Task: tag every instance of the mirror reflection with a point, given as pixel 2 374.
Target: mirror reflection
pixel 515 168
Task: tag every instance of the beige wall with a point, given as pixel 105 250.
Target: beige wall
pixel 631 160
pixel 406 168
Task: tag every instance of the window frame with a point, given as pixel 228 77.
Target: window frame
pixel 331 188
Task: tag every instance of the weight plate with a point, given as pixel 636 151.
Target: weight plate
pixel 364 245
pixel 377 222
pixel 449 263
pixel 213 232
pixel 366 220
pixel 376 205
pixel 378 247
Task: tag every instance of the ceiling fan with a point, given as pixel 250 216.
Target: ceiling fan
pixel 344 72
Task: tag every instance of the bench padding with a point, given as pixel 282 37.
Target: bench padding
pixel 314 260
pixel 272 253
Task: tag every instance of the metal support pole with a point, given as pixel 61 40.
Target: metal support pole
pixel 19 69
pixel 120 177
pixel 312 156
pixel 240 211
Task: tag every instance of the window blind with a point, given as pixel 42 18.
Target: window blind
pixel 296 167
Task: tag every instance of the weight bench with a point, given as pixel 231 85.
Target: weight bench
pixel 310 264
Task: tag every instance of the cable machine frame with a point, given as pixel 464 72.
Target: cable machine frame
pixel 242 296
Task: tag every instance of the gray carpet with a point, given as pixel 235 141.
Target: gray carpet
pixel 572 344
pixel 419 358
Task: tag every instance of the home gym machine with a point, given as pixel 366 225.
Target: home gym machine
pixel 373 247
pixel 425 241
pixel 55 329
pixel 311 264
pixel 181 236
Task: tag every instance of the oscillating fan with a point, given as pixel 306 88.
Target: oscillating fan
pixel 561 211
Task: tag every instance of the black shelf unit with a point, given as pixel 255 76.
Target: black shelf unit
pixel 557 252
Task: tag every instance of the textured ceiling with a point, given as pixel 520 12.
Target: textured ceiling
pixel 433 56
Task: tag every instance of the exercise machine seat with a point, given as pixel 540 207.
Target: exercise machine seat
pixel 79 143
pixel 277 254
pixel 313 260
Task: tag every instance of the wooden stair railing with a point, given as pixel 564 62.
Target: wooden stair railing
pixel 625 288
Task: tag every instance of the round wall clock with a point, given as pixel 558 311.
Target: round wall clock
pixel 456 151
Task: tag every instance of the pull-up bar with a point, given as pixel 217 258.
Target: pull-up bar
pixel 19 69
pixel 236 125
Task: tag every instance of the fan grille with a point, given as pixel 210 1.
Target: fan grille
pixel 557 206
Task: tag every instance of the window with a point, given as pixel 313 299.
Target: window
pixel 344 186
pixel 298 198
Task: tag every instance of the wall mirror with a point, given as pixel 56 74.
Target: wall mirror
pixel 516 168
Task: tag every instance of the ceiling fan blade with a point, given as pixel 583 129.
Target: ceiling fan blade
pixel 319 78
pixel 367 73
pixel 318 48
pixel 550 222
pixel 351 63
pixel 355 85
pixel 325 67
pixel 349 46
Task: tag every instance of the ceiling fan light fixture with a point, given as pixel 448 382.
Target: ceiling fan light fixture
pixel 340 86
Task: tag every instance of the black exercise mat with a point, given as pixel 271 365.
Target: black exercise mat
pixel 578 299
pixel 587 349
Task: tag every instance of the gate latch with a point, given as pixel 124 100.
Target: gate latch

**EXERCISE PROMPT**
Filter this listing and copy only the lines holding the word "gate".

**TASK SOLUTION**
Task: tag every instance of the gate latch with a point, given as pixel 124 100.
Target: gate latch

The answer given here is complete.